Exercise goal: Convert every line of the entries below into a JSON list of strings, one string per line, skipping blank lines and leaving out the pictures.
══════════
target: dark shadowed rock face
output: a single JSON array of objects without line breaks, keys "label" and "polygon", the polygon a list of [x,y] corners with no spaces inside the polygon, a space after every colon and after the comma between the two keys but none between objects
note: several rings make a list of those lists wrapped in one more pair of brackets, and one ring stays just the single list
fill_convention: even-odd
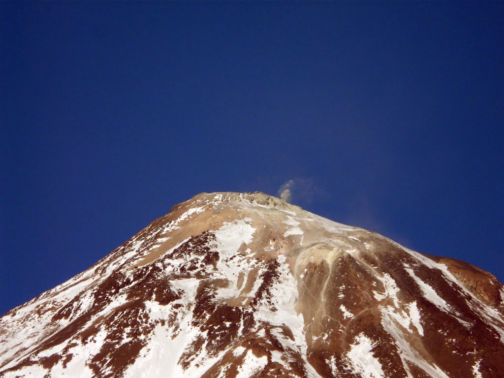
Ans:
[{"label": "dark shadowed rock face", "polygon": [[497,378],[503,343],[486,272],[263,194],[202,194],[4,315],[0,376]]}]

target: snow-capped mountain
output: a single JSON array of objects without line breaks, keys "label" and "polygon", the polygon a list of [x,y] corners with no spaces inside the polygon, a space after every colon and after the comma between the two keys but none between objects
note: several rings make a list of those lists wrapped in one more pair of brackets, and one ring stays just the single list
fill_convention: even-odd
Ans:
[{"label": "snow-capped mountain", "polygon": [[262,193],[201,194],[0,319],[0,376],[504,376],[504,288]]}]

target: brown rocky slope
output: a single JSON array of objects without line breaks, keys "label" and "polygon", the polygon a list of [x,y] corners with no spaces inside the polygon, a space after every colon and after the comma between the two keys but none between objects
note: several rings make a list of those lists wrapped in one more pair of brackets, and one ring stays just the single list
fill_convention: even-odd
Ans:
[{"label": "brown rocky slope", "polygon": [[497,378],[503,343],[488,273],[203,193],[5,314],[0,376]]}]

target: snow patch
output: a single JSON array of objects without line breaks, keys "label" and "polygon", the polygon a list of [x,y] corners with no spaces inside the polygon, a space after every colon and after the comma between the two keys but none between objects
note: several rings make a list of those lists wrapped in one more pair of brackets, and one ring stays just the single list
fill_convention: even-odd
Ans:
[{"label": "snow patch", "polygon": [[376,344],[363,333],[354,339],[346,357],[351,369],[362,378],[385,378],[382,364],[372,350]]}]

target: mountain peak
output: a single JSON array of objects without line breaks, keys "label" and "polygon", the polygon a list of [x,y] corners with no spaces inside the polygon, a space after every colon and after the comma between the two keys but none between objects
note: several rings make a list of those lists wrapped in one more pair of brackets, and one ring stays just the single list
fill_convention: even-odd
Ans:
[{"label": "mountain peak", "polygon": [[2,376],[498,377],[504,289],[264,193],[201,193],[0,320]]}]

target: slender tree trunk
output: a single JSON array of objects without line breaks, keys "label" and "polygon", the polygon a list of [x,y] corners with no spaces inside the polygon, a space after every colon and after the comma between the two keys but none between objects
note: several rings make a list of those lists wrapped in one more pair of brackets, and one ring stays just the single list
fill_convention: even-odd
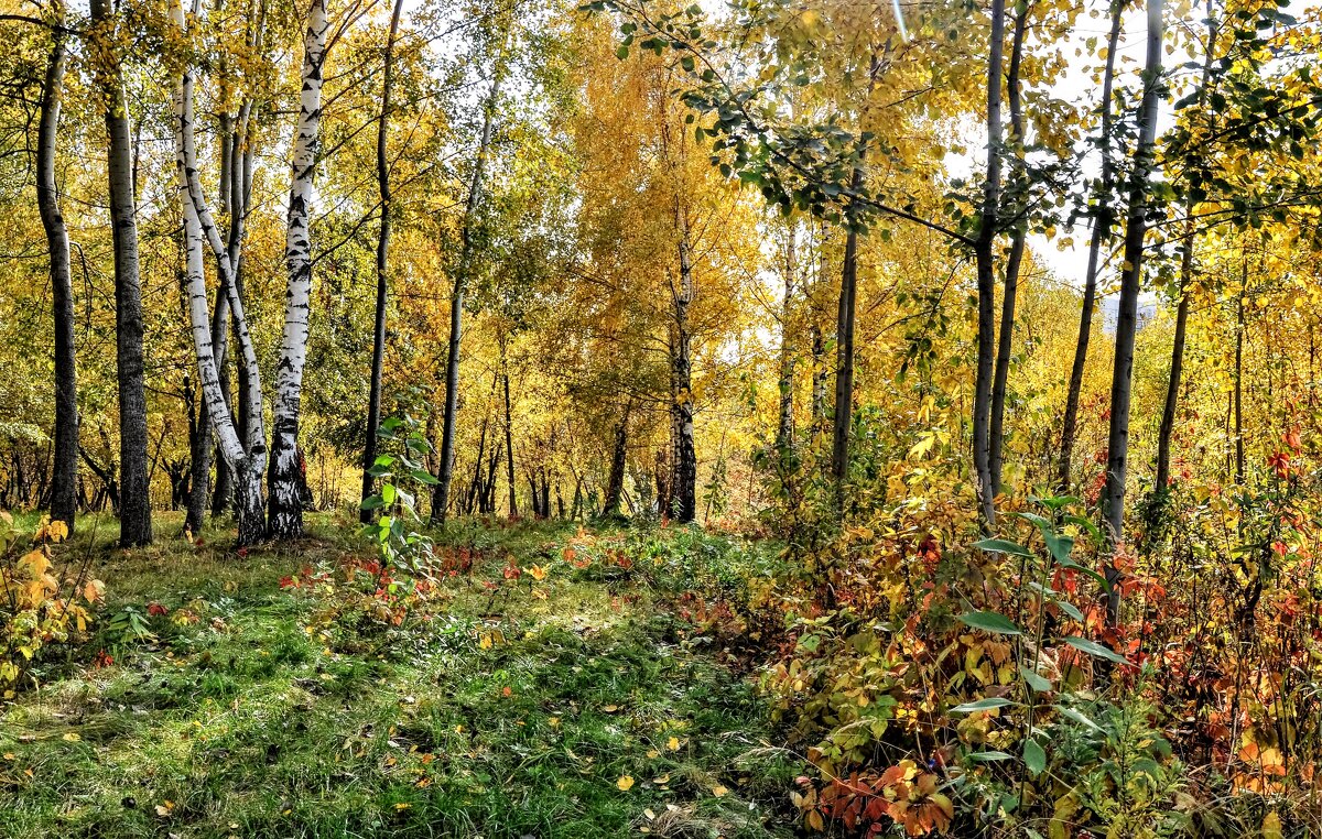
══════════
Response to this task:
[
  "target: dark shadowed rock face",
  "output: a single JSON array of objects without line breaks, keys \"label\" and \"polygon\", the polygon a list of [x,y] corners with no spaces inside the polygon, a space after every colon and after the comma between the two keys but none between objects",
  "note: several rings make a list of those lists wrapped in one more pair of brackets, and one ring stays just the single list",
  "fill_convention: even-odd",
  "Ans:",
  "[{\"label\": \"dark shadowed rock face\", \"polygon\": [[497,378],[503,343],[486,272],[263,194],[202,194],[4,315],[0,376]]}]",
  "target: snow-capped mountain",
  "output: a single JSON array of objects without line breaks, keys \"label\" and \"polygon\", the polygon a list of [x,y] corners with no spaces inside the polygon, a space after every colon and after the comma between the two keys but none between objects",
  "note: several rings make a list of those lists wrapped in one more pair of brackets, and one ring stays just the single list",
  "fill_convention: even-odd",
  "Ans:",
  "[{\"label\": \"snow-capped mountain\", \"polygon\": [[262,193],[201,194],[0,319],[0,376],[504,376],[504,288]]}]",
  "target: brown rocky slope",
  "output: a single JSON array of objects without line breaks, keys \"label\" and \"polygon\", the polygon a list of [x,y] corners with no spaces inside the polygon, a space after every colon and after the comma between the two keys but none between objects",
  "note: several rings make a list of those lists wrapped in one more pair of brackets, and one ring stays just the single list",
  "fill_convention: even-odd",
  "Ans:",
  "[{\"label\": \"brown rocky slope\", \"polygon\": [[497,378],[503,343],[488,273],[203,193],[5,314],[0,376]]}]",
  "target: snow patch",
  "output: a single JSON array of objects without line breaks, keys \"label\" and \"polygon\", the polygon a list of [x,y] corners with no spaces inside the polygon, a space after every colon and after the comma between the two keys but none between objects",
  "note: several rings make a list of those lists wrapped in one more pair of brackets, and one ring stays just the single list",
  "fill_convention: even-odd",
  "Ans:",
  "[{\"label\": \"snow patch\", \"polygon\": [[376,344],[363,333],[354,339],[346,357],[351,369],[362,378],[385,378],[382,364],[372,350]]}]",
  "target: mountain peak",
  "output: a single JSON array of objects without line breaks, keys \"label\" and \"polygon\", the polygon a list of [x,y] corners with no spaces inside the polygon, a space after every colon and after the comma between the two keys but none between objects",
  "note: several rings make a list of those lists wrapped in one more pair of brackets, and one ring stays just the single list",
  "fill_convention: even-odd",
  "Ans:",
  "[{\"label\": \"mountain peak\", \"polygon\": [[2,376],[498,377],[504,289],[264,193],[201,193],[0,320]]}]",
  "target: slender tree trunk",
  "output: a single JSON array of objects without line breaks, keys \"label\" and \"polygon\", the polygon a list of [x,y] corners with no spaces inside the polygon, a space after every colon and after the comma between the two keys but none between objects",
  "note: several rings make a list of those lists wrapped in one more pair of brackets, and one ring stays just the single list",
  "fill_convention: even-odd"
]